Text provided =>
-- Opening Marker --

Last season’s Top Chef winner Hung Huynh, who previously cooked at Per Se, Gilt, Manhattan Ocean Club, and others, is back from a year and a half at Guy Savoy in Las Vegas — this week he started as executive chef at Solo. The Mediterranean-Asian restaurant happens to be kosher, meaning Huynh can’t use his beloved fish sauce or sherry vinegar. “I’m pretty limited to proteins,” he tells us. “I have to be a little bit more creative with my flavor profiles.” If Padma and Tom paid a visit, he says, he’d probably serve them his sweetbreads glazed with truffles and served with lemon-honey carrots. But forget what he’s cooking; we’re more interested in what he ate this week.
Friday, February 29
For breakfast I had sweetbreads and carrots because I was testing a dish. Right now I’m working on one or two dishes a day.
I was staying at the Hudson (now I’m living up at 71st and Columbus). For dinner about 2 a.m. I had a disgusting turkey sandwich at the Carnegie Deli. I had never been there. I wanted the processed turkey with more flavor, but they had this fresh, dry, roasted breast that they sliced up. Bland, flavorless, and bad. They kill you with all the meat. I ate half of the sandwich and got some meat off the other half.

-- Closing Marker --

Exercise instructions =>
Carry on the piece about what chef Hung Huynh ate this week, picking up right after its last sentence. You won't need the data that comes next.

Collected data:

-- Opening Marker --

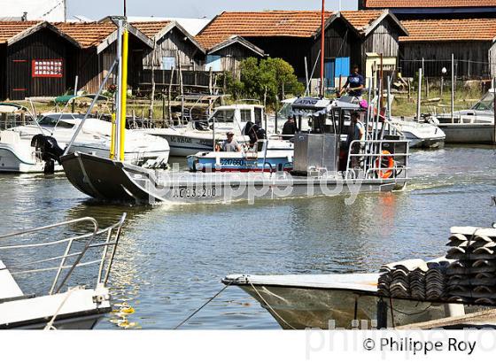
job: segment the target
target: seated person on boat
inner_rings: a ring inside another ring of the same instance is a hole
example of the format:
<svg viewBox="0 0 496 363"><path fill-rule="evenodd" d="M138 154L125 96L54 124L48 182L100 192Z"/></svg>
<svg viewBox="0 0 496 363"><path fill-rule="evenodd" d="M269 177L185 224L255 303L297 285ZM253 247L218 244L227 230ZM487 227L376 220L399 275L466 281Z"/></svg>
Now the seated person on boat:
<svg viewBox="0 0 496 363"><path fill-rule="evenodd" d="M353 141L360 140L360 143L353 143ZM348 132L346 143L348 145L348 152L352 154L360 154L363 149L363 142L365 141L365 127L360 120L360 113L357 112L352 112L352 124ZM358 167L362 160L361 157L352 157L351 167Z"/></svg>
<svg viewBox="0 0 496 363"><path fill-rule="evenodd" d="M228 136L228 138L224 140L221 145L217 145L215 147L215 151L224 152L241 151L241 146L239 145L239 143L235 140L234 133L232 131L229 131L226 135Z"/></svg>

-- Closing Marker --

Response to this task =>
Saturday, March 1
Family meal is pretty good — it’s usually chicken or chicken or chicken. I had a braised chicken and rice braised with red peppers and onions and rice.
For dinner around 2 a.m. I went to a deli next to the Carnegie and had a better sandwich — wheat bread, lettuce, tomato, and extra, extra mayonnaise. It was half the price, and it came with some chips, which I didn’t eat.
Sunday, March 2
I was in San Francisco. I had some mussels cooked in white wine and a piece of sourdough bread seared up in olive oil for lunch. I taught a cooking class there, and I ate some Dover sole with cauliflower; some rice cooked in mussels, scallops, and shrimp; and then I had pandan panna cotta that I made for a cooking demo.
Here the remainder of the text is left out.